**Data items**.
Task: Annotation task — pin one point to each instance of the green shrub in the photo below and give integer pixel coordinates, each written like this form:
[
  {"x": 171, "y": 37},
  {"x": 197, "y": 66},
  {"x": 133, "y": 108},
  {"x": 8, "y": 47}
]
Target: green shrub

**Your instructions**. Which lines above contain "green"? Show each of them.

**Answer below**.
Task: Annotation task — pin one point to each instance of the green shrub in the photo below and give integer pixel coordinates, each written like this form:
Target: green shrub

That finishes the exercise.